### ACTIONS TO TAKE
A - In the forum post on exposing deep learning models as APIs, what kind of instance hosted the demo app?
B - Please extend the forum post on exposing deep learning models as APIs, picking up after its last sentence.

### GIVEN TEXT
BEGIN

Exposing DL models as api's/microservices

daveluo · May 8, 2018, 1:33am

Thanks everyone for this very practical and useful thread so far.

@ramesh and I set up and deployed a minimalist web app demonstrating predictions by an object detection pytorch model trained with the Fast.ai library. We used Flask to set up the app with a /predict API endpoint, Nginx & Gunicorn to manage the app/requests, and Paperspace’s c2 CPU-only instance for hosting.

Here is the demo app for “CocoNet”, the coconut tree aerial object detection model adapted from lesson 9 (pascal-multi):

http://65.19.132.170/

github: https://github.com/daveluo/cocoapp

@ramesh deserves all the credit for setting up flask, conda env requirements, and the very cool idea of drawing prediction bounding boxes using Canvas elements. Canvas lets us avoid generating any SVGs or JPGs. POSTing a sample or uploaded image to /predict returns all of our predictions (class, confidence scores, and bounding box coordinates) in json (seen in the “Results” box) and then we can dynamically draw none, some, or all of the bounding boxes based on a prediction confidence score threshold by adjusting the slider.

END

### SUPPLIED DATA
BEGIN

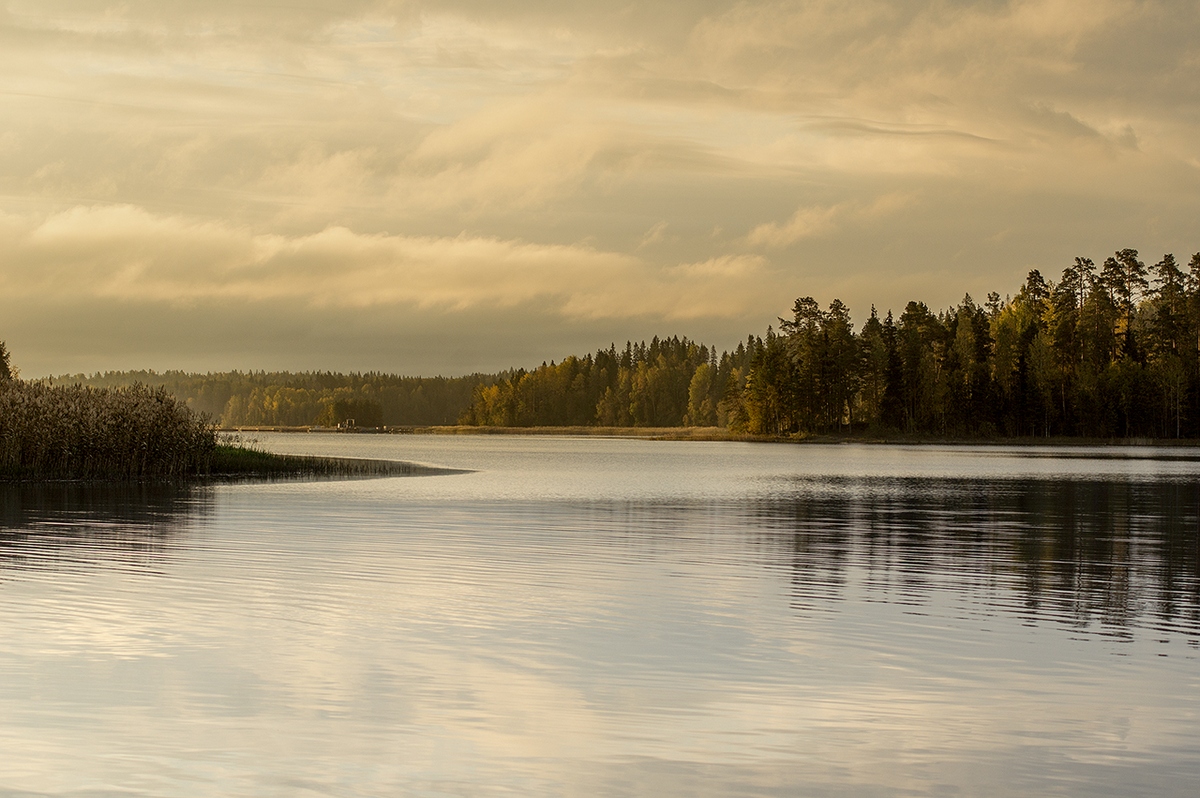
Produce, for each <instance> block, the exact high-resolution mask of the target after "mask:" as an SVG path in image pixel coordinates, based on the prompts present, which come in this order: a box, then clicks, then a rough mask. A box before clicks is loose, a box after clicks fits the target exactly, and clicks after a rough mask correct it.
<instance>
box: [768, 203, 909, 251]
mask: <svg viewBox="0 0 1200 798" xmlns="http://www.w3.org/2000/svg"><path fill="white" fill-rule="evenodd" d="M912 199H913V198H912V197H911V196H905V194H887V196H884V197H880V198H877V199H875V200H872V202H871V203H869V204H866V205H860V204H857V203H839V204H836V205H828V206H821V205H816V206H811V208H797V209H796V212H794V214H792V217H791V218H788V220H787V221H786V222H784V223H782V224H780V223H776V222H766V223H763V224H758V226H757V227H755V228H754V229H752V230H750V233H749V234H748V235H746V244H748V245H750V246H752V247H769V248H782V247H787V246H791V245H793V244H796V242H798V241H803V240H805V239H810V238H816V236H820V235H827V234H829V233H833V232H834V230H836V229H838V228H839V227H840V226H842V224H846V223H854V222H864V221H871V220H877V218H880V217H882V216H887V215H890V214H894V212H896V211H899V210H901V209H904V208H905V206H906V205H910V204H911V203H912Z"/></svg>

END

### RESPONSES PER TASK
A - Paperspace's c2 CPU-only instance.

B -
We tried to minimize package dependencies so we copied over just the parts we needed from fastai (like functions for val_tfms and model definition) instead of importing the entire library or modules although that is also do-able. Please also note that we haven’t extensively tried all available deployment options or optimized much in any way. We tried to get to a working implementation as quickly as possible and this is the first approach that worked so I’m sure we have much room to learn and tweak!

Here is an overview and some notes about our approach:

Train and optimize model using fast.ai library to our liking and/or max performance in jupyter notebook as usual for the class.
- Separate discussion thread about model training
Since we’ll be deploying on a CPU-only machine, duplicate and run a CPU-only version of our training notebook to make sure our model and functions needed for prediction don’t have any GPU/cuda requirements. We don’t need to retrain model; just make sure we can load a previously trained and saved model (from learn.save(), learn.load()) and get the same predictions on a test image with CPU only.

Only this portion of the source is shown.